Times such as these call for effective leadership, and the tone of the message may be almost as important as the content. Monday's address by Indiana Gov. Eric Holcomb struck the proper balance between thanking Hoosiers for how they have already responded to the COVID-19 crisis and telling them clearly that they must do even more.
He was engaged and passionate without conveying either panic or despair. “I'm telling you the next two weeks are critical if we're going to slow the spread,” Holcomb said. “And we must slow the spread.”
The governor might have used more non-central Indiana examples in his statewide address, but overall he effectively underscored that all of us are in this together — both those who understand the seriousness of the situation and those who, for whatever reason, don't yet get it.
Allen County Health Commissioner Dr. Deborah McMahan has been trying to deliver a similar message in Fort Wayne. Last week, when the Health Department asked local residents to limit gatherings to 10 persons or fewer, most people seemed to understand and comply with that limit, which was based on a recommendation from the U.S. Centers for Disease Control and Prevention.
Saturday, a few hours before normal Sunday worship hours, McMahan sent out an order making it clear that churches must observe the fewer-than-10 limit until at least April 11. As The Journal Gazette's Matthew LeBlanc reported Monday, this generated protests from some who saw the order as an attack on religious freedom.
In an interview Monday, McMahan said she was surprised by the reaction, noting she had met with representatives of the faith community and religious leaders seemed to agree that churches would have to change their way of operating while the virus threatens our community. That included limiting groups to 10 or fewer people.
But, she said, that was in no way an effort to curtail religious freedom.
“Faith is absolutely crucial right now to people getting through this,” McMahan said. “It's not the intention to somehow close people's ability to practice their faith. It's how they do it — like everything else, it needs to look different” right now, she said.

Exercise data:
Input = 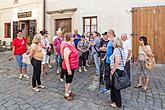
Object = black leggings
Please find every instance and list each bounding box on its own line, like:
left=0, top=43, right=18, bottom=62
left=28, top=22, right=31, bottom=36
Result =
left=63, top=69, right=75, bottom=83
left=111, top=70, right=123, bottom=107
left=31, top=58, right=42, bottom=88
left=79, top=52, right=88, bottom=67
left=60, top=59, right=64, bottom=79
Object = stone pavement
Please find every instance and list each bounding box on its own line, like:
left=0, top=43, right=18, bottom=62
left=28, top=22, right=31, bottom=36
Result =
left=0, top=52, right=165, bottom=110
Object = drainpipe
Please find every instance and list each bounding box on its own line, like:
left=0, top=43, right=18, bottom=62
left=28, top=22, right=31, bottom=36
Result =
left=43, top=0, right=46, bottom=29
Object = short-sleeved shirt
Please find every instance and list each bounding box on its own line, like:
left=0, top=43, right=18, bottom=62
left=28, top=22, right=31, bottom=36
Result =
left=41, top=37, right=50, bottom=52
left=12, top=37, right=27, bottom=55
left=78, top=41, right=89, bottom=51
left=110, top=48, right=125, bottom=70
left=123, top=40, right=132, bottom=60
left=30, top=43, right=43, bottom=61
left=106, top=40, right=113, bottom=64
left=54, top=37, right=63, bottom=55
left=90, top=37, right=100, bottom=54
left=100, top=38, right=109, bottom=58
left=73, top=34, right=81, bottom=48
left=138, top=45, right=151, bottom=61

Explore the material:
1. According to the editorial, until what date must churches observe the fewer-than-10 limit under McMahan's order?
2. Rewrite the editorial from "Times such as" up to and including "do even more.", swapping "Hoosiers" for "residents".

Answer section:
1. Until at least April 11.

2.
Times such as these call for effective leadership, and the tone of the message may be almost as important as the content. Monday's address by Indiana Gov. Eric Holcomb struck the proper balance between thanking residents for how they have already responded to the COVID-19 crisis and telling them clearly that they must do even more.